A run of records:
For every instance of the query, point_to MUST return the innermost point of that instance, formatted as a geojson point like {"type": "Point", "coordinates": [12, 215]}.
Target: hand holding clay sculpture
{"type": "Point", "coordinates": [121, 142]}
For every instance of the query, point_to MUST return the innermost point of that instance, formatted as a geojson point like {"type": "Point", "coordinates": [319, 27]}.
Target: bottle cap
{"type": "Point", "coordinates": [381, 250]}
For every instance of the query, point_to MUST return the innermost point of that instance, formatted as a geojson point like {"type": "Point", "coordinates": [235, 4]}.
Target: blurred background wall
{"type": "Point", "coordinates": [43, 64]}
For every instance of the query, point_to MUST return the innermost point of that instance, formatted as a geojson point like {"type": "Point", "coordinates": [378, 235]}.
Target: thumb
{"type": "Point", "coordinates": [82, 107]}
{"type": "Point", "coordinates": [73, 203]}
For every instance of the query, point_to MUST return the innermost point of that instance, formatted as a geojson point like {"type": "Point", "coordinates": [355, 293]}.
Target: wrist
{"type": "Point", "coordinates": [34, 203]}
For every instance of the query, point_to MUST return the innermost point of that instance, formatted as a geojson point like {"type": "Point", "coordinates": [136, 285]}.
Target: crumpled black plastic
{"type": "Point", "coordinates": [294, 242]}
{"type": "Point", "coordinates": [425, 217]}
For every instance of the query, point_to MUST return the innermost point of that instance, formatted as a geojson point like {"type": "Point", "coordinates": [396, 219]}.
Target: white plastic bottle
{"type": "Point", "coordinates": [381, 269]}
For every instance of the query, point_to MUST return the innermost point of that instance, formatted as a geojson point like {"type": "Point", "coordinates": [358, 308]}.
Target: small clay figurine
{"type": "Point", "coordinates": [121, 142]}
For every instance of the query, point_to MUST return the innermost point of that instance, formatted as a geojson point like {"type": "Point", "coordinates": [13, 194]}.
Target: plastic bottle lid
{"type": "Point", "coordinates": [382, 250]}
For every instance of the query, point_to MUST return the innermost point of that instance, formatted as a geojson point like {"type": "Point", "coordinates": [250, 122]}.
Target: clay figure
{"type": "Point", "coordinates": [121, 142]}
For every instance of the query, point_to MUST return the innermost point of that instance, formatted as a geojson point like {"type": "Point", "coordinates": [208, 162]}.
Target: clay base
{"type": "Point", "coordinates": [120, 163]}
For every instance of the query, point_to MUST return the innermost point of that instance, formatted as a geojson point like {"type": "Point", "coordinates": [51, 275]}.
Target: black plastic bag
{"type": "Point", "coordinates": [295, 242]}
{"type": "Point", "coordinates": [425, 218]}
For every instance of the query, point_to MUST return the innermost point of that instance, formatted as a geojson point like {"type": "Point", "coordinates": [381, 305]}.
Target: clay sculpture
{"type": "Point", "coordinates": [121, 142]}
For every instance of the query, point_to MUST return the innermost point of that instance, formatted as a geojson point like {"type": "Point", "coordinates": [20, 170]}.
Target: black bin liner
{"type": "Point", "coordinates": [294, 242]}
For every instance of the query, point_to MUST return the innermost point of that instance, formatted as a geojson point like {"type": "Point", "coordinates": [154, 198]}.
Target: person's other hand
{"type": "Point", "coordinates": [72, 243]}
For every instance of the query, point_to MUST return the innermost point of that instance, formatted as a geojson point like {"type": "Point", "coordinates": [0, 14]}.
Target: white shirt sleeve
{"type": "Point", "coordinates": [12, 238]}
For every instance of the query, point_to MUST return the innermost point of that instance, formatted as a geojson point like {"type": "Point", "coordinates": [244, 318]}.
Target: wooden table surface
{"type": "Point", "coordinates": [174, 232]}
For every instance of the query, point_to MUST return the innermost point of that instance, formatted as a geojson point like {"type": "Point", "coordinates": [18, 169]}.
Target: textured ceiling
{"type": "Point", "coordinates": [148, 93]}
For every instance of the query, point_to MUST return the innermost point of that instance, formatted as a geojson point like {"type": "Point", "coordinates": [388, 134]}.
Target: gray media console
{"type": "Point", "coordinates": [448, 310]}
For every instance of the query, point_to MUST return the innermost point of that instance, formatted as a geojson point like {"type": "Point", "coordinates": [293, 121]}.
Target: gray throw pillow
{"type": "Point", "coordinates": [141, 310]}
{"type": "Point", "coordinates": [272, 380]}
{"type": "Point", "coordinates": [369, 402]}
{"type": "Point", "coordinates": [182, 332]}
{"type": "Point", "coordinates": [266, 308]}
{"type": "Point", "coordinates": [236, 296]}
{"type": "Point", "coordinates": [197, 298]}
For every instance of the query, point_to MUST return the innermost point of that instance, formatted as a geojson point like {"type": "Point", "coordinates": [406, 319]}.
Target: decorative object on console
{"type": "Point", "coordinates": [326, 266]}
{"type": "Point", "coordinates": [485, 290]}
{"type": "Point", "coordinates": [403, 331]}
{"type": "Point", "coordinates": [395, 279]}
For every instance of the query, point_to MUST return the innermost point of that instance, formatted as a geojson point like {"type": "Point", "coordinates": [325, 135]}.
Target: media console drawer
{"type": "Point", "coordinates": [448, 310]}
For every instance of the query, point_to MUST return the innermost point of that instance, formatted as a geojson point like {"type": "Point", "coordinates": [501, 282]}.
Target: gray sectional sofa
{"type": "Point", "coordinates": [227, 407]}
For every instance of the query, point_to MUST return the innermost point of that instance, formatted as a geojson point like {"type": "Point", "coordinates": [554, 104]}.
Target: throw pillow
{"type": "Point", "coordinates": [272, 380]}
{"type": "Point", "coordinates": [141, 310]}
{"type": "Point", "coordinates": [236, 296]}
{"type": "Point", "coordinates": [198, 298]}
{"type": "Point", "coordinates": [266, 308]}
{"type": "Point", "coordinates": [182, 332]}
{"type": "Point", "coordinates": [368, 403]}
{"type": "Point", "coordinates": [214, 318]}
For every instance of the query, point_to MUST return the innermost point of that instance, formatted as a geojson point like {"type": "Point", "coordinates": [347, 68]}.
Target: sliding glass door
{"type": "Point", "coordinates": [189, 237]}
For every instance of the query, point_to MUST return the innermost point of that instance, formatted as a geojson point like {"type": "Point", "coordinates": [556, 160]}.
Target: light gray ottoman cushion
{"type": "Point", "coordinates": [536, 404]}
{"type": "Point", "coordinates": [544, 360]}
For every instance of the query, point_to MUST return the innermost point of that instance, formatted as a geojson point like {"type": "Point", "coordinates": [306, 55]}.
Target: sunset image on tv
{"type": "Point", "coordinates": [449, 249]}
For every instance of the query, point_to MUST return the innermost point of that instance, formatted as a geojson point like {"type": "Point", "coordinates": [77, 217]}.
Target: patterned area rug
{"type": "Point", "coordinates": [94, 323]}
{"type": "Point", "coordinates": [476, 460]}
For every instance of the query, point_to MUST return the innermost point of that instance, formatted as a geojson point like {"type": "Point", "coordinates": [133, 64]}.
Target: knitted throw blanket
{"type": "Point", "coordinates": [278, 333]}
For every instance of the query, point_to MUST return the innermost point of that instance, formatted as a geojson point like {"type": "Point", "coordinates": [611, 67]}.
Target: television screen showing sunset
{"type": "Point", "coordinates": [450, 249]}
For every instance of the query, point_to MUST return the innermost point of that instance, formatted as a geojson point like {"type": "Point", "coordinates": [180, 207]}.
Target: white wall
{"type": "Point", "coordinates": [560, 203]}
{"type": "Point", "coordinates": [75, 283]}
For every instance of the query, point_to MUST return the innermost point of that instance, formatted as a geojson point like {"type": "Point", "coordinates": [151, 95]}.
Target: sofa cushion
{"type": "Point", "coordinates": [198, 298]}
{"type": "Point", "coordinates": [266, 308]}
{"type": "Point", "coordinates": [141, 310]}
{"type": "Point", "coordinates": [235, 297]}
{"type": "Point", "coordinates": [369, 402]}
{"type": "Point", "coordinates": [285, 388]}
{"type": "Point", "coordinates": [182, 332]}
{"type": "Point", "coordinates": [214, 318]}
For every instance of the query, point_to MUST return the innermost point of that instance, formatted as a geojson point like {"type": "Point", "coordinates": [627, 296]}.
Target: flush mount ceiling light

* _Stated goal_:
State how many of the lines above contain the word "throw", and give only the number.

* _Exercise solution_:
3